- _Exercise directions_:
Using the data below, return every line that holds the word "long".

Data items
◇ ◇ ◇ ◇ ◇ ◇ ◇

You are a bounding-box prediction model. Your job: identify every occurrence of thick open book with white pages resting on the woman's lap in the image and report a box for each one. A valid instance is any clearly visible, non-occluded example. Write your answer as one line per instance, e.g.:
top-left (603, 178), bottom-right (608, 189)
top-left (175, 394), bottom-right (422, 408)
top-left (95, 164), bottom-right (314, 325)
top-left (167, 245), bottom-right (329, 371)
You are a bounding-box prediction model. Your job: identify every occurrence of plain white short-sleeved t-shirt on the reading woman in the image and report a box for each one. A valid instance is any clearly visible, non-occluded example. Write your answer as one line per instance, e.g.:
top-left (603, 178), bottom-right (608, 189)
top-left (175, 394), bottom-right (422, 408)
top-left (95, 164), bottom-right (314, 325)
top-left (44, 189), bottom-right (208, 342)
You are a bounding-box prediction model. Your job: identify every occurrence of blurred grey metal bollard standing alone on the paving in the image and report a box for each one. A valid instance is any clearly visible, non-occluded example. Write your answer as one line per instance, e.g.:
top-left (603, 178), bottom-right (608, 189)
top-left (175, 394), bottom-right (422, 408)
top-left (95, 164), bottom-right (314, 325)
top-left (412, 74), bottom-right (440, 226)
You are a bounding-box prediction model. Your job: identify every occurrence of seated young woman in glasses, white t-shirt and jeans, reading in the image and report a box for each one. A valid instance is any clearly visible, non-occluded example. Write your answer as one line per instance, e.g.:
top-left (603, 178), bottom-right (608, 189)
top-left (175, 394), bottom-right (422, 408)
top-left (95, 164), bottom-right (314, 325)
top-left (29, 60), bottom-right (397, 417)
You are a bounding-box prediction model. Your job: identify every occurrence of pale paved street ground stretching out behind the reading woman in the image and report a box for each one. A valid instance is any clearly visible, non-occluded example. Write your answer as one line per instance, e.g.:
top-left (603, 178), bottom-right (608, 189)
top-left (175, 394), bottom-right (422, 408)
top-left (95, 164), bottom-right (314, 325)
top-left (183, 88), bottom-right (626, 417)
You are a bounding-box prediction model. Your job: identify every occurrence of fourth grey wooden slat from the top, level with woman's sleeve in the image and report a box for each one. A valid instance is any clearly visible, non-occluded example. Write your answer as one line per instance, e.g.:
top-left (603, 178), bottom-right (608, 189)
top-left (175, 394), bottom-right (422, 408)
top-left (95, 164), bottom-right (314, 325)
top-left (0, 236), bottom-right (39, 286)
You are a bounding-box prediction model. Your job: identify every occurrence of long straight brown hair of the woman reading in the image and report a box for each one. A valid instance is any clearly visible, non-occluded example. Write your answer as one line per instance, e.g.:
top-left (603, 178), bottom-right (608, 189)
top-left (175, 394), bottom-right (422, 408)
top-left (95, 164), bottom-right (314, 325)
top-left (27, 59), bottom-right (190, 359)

◇ ◇ ◇ ◇ ◇ ◇ ◇

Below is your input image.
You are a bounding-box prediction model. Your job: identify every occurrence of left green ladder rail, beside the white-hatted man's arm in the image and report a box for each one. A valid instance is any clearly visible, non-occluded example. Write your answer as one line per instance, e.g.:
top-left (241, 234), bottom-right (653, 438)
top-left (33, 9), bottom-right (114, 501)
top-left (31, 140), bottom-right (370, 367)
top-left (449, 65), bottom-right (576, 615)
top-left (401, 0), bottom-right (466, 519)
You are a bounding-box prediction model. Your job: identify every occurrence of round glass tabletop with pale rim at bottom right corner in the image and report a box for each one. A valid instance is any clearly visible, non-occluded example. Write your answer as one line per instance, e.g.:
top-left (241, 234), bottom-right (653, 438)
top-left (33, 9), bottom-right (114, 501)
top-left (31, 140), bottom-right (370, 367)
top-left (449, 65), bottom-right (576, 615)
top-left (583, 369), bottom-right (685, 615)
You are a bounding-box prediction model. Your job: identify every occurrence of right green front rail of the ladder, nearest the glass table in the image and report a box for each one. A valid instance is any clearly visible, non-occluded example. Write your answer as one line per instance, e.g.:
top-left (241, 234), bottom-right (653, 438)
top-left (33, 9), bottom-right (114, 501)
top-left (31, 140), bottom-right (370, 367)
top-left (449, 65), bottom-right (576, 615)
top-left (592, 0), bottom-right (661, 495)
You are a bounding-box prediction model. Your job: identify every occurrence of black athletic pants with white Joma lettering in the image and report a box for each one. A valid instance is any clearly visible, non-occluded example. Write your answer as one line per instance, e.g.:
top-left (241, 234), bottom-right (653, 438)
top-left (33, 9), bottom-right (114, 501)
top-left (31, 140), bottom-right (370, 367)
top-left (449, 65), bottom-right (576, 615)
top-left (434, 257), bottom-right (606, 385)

◇ ◇ ◇ ◇ ◇ ◇ ◇

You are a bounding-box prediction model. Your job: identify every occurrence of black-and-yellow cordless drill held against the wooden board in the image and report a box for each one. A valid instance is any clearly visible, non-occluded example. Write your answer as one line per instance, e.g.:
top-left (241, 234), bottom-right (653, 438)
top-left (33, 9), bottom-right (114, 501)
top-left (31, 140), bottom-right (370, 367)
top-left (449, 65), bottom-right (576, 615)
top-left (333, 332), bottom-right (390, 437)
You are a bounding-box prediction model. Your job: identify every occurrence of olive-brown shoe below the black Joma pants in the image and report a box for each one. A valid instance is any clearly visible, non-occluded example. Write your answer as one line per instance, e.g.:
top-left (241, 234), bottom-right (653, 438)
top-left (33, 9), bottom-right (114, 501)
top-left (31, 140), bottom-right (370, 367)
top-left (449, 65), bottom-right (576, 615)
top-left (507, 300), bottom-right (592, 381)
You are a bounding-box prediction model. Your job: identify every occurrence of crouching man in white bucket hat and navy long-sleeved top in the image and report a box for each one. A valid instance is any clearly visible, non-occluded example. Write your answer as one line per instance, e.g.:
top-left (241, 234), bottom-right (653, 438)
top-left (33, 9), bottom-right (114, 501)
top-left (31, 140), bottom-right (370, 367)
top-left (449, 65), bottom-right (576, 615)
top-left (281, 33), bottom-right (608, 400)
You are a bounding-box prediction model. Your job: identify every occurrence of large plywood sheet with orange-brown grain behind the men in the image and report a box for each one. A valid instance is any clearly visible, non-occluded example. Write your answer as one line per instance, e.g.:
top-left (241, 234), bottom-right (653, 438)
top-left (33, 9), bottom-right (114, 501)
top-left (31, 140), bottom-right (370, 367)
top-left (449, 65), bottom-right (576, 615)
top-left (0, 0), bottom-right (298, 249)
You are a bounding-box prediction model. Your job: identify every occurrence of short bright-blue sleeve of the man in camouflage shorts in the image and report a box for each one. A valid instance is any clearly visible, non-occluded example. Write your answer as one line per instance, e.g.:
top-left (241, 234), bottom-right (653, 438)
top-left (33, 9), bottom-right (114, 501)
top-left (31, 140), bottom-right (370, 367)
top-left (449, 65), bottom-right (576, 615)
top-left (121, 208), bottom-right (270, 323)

◇ ◇ ◇ ◇ ◇ ◇ ◇

- _Task result_:
You are a bounding-box prediction model. Your job: identify every occurrence of long straight brown hair of the woman reading in the image and report a box for each one. A valid instance is any clearly visible, non-occluded example. Write your answer as one line per instance, e.g.:
You are a bounding-box prediction model. Your job: identify every occurrence of crouching man in white bucket hat and navy long-sleeved top in the image and report a box for each one. A valid instance is any clearly visible, non-occluded example. Write your answer as one line per instance, e.g.:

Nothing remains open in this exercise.